**EXERCISE PROMPT**
Rewrite the rows from the line containing "Query: statue's fingers" through the last row, changing every "statue's" to "sculpture's" and leaving everything else as it is.

**TASK MATERIAL**
+-------+
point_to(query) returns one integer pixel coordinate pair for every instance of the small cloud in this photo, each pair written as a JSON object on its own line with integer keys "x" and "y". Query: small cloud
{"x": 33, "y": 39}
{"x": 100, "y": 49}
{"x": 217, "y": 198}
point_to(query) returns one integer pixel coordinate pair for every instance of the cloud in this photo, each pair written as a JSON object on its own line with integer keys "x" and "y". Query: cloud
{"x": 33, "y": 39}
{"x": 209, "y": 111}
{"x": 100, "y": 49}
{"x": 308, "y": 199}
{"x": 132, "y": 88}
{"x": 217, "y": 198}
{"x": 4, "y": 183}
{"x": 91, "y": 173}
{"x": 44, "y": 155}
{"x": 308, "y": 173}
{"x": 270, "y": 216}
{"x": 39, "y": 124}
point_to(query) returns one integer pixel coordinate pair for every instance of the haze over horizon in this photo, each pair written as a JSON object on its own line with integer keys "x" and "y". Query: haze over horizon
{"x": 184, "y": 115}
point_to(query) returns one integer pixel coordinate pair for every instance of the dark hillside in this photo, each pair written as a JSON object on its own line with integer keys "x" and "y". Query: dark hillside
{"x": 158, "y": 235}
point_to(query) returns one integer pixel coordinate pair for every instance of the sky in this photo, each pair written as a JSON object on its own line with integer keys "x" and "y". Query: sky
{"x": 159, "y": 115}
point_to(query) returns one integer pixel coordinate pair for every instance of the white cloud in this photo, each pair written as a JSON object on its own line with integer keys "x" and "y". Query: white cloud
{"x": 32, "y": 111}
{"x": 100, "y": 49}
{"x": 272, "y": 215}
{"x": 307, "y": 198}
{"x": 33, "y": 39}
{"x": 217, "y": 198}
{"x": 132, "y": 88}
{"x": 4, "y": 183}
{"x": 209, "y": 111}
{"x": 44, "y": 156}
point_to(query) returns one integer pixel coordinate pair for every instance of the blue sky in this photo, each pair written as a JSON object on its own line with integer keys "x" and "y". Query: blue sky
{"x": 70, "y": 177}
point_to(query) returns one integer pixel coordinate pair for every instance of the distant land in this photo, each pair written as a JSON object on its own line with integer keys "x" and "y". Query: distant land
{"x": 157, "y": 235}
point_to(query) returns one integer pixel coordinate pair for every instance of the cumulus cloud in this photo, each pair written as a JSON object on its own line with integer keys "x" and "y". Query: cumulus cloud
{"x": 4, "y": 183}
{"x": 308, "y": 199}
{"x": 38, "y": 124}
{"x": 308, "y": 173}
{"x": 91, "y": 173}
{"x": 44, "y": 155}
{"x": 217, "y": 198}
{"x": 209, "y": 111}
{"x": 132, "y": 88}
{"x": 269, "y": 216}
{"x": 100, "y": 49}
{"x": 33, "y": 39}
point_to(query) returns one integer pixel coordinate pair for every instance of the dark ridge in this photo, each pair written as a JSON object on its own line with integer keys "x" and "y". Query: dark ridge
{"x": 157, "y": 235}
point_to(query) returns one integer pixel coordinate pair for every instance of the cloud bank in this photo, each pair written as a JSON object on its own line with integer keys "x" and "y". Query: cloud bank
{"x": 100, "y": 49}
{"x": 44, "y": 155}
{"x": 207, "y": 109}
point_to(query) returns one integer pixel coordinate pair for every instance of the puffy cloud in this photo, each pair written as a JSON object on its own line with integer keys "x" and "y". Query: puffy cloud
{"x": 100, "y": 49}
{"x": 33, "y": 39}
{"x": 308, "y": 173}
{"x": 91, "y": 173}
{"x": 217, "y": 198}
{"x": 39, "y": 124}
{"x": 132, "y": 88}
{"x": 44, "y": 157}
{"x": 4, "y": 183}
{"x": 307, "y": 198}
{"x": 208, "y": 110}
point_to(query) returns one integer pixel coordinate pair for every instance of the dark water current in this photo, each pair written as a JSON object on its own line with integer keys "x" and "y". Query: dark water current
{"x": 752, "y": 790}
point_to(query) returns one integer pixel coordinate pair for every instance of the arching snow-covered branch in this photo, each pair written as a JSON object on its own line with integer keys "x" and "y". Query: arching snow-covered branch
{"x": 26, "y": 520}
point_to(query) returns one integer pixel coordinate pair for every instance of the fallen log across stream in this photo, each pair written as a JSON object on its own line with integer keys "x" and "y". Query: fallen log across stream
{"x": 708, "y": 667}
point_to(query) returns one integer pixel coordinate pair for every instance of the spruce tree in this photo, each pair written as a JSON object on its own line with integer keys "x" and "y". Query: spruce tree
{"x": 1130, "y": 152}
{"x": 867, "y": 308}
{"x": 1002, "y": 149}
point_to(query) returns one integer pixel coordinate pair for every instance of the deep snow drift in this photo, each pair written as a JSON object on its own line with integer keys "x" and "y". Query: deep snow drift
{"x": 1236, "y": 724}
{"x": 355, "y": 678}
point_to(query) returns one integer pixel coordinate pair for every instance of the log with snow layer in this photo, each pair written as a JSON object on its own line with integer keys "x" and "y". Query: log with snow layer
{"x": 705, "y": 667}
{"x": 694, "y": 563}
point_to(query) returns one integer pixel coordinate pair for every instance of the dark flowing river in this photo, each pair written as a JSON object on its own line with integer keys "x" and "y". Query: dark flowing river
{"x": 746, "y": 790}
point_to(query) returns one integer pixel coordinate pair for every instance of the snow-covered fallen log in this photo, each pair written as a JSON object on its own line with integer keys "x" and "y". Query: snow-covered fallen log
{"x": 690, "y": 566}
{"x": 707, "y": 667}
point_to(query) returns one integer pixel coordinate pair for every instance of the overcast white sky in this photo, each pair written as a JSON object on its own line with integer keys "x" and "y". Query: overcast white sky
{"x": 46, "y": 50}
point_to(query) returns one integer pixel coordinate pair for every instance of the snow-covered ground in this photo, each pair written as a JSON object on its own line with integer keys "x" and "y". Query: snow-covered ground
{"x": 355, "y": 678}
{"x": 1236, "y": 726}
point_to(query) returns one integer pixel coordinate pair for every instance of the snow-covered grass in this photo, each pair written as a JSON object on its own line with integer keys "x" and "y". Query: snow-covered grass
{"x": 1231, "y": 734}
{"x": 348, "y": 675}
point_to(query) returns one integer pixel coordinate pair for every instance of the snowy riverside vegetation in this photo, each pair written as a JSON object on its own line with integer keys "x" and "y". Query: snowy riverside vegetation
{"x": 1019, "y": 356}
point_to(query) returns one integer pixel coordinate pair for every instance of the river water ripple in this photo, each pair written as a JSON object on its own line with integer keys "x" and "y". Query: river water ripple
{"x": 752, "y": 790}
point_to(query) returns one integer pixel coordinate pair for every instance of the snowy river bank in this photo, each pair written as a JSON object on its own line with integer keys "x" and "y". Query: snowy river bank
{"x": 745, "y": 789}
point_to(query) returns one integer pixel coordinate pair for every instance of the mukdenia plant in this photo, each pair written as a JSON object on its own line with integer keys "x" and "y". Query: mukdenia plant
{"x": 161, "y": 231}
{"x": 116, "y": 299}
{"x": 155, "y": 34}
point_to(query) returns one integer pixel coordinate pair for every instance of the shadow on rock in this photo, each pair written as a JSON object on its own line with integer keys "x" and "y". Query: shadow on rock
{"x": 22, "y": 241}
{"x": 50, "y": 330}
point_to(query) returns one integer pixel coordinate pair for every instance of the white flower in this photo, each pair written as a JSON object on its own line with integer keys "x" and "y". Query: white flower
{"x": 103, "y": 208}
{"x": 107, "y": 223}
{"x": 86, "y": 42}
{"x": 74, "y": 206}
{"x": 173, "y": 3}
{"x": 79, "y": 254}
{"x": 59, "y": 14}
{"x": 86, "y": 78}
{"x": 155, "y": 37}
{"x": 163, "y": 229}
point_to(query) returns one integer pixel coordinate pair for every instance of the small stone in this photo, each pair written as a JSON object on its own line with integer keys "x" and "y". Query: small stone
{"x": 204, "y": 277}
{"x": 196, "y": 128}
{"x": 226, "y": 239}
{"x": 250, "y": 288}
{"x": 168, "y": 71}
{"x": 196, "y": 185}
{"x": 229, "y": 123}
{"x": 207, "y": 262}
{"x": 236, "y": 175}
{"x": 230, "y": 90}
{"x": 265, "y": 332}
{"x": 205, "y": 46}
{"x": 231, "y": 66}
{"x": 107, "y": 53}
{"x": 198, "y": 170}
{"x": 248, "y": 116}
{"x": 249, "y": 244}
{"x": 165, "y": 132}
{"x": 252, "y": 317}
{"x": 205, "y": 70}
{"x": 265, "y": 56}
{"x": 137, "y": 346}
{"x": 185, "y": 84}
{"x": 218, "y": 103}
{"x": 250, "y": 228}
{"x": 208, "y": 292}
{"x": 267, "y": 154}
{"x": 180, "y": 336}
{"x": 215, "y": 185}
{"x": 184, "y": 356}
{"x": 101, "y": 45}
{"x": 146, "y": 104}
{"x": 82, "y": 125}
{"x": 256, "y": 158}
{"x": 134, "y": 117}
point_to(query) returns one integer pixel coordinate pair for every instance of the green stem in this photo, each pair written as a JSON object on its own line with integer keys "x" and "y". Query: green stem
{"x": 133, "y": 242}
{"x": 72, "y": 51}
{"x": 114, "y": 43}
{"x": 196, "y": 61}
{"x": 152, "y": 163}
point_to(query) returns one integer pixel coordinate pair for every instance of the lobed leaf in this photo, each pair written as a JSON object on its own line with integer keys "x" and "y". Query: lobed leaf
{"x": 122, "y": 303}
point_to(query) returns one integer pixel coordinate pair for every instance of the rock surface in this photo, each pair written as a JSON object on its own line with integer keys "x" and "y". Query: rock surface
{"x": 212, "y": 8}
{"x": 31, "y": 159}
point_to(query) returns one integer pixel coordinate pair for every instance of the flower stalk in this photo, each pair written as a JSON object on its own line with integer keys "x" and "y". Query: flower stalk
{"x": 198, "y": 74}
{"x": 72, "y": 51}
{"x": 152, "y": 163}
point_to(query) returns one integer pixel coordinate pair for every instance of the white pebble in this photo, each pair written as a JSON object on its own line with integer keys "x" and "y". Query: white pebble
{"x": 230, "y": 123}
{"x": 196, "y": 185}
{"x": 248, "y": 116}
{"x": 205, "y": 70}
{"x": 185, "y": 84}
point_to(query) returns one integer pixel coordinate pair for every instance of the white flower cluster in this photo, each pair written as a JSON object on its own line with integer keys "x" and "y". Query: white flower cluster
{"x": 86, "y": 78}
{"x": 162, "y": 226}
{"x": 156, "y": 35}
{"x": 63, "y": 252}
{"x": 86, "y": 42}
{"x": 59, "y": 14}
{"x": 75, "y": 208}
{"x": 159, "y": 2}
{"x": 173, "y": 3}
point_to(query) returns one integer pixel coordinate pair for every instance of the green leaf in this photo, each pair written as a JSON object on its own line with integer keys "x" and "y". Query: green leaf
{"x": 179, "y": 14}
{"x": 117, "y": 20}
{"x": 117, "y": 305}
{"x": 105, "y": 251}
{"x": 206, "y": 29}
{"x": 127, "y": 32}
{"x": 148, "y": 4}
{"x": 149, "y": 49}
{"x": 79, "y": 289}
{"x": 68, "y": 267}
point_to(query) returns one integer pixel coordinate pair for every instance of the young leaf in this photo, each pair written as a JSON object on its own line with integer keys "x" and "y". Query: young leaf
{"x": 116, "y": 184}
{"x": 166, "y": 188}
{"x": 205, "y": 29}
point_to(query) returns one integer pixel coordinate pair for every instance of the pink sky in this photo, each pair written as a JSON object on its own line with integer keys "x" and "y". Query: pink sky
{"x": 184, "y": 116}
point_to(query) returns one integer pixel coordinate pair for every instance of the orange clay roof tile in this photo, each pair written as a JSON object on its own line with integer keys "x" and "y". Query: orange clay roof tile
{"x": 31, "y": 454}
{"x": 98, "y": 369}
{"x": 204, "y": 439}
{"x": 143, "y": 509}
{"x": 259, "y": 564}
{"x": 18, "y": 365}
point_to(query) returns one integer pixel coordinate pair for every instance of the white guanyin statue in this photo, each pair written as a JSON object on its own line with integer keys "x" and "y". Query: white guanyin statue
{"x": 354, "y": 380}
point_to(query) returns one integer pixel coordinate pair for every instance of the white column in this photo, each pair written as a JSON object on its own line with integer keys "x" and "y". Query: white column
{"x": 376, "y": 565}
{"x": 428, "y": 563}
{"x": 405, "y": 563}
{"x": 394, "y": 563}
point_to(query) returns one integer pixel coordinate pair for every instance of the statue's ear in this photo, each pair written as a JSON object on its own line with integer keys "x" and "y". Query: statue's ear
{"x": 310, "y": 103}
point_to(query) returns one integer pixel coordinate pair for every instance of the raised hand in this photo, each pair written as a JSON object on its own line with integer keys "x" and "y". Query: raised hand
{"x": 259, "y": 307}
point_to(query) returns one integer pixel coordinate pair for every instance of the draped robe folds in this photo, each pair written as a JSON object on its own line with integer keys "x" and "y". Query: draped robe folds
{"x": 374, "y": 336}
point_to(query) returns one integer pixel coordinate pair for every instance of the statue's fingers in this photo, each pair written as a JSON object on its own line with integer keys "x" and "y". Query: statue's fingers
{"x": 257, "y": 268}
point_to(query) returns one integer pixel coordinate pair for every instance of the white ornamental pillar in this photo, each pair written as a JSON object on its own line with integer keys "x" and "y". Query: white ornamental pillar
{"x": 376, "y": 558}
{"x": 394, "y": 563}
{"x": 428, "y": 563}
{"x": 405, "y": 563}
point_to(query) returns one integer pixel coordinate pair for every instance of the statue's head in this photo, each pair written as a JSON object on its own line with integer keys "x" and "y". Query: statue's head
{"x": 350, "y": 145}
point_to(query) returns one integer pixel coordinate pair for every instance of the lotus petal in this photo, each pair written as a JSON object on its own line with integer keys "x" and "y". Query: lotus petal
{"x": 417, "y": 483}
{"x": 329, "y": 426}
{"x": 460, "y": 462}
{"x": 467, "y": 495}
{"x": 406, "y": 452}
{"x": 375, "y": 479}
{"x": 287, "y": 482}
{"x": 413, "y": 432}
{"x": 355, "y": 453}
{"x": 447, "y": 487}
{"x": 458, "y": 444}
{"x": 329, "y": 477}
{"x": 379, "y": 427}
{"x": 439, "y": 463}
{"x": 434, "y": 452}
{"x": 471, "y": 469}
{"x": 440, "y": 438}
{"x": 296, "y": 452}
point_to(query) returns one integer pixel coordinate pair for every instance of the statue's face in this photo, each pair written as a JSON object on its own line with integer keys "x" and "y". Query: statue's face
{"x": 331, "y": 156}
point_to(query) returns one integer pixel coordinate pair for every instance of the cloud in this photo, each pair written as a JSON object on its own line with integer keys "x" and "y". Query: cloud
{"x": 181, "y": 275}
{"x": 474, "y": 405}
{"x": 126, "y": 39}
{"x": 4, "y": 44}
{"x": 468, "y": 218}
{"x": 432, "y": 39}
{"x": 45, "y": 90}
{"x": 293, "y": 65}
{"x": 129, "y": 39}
+-------+
**PROBLEM SOLUTION**
point_to(query) returns one integer pixel coordinate pair for every instance of the sculpture's fingers in this photo, each pair written as a JSON object on its own line with integer keys "x" and "y". Query: sculpture's fingers
{"x": 257, "y": 268}
point_to(query) returns one integer pixel coordinate pair for every instance of the white ornamental pillar in this photo, each pair written as a JSON object on its own line with integer keys "x" and "y". Query: white ornamental pillar
{"x": 376, "y": 558}
{"x": 394, "y": 563}
{"x": 428, "y": 563}
{"x": 405, "y": 563}
point_to(query) returns one integer pixel coordinate pair for every instance of the sculpture's head in this photo, each pair written as a JSON object on its own line with integer keys "x" and "y". Query: sculpture's head
{"x": 350, "y": 145}
point_to(query) returns one integer pixel coordinate pair for every instance of the lotus petal in this photo, each pair written as a JSON object on its own line with integer keys "x" and "y". Query: lotus petal
{"x": 417, "y": 483}
{"x": 329, "y": 426}
{"x": 460, "y": 462}
{"x": 467, "y": 495}
{"x": 406, "y": 452}
{"x": 375, "y": 479}
{"x": 287, "y": 482}
{"x": 413, "y": 432}
{"x": 355, "y": 453}
{"x": 447, "y": 487}
{"x": 458, "y": 444}
{"x": 329, "y": 477}
{"x": 379, "y": 427}
{"x": 439, "y": 463}
{"x": 434, "y": 452}
{"x": 471, "y": 469}
{"x": 440, "y": 438}
{"x": 296, "y": 452}
point_to(query) returns one integer pixel coordinate pair for every instance of the sculpture's face in this photo, each pair written as a JSON object on its own line with integer keys "x" and "y". Query: sculpture's face
{"x": 331, "y": 156}
point_to(query) returns one integer pixel coordinate pair for every instance of the cloud in this photo, each pair written as a JSON object on its own line with integer keys "x" and "y". Query: cloud
{"x": 181, "y": 275}
{"x": 474, "y": 405}
{"x": 126, "y": 39}
{"x": 4, "y": 44}
{"x": 468, "y": 218}
{"x": 432, "y": 39}
{"x": 45, "y": 90}
{"x": 293, "y": 65}
{"x": 129, "y": 39}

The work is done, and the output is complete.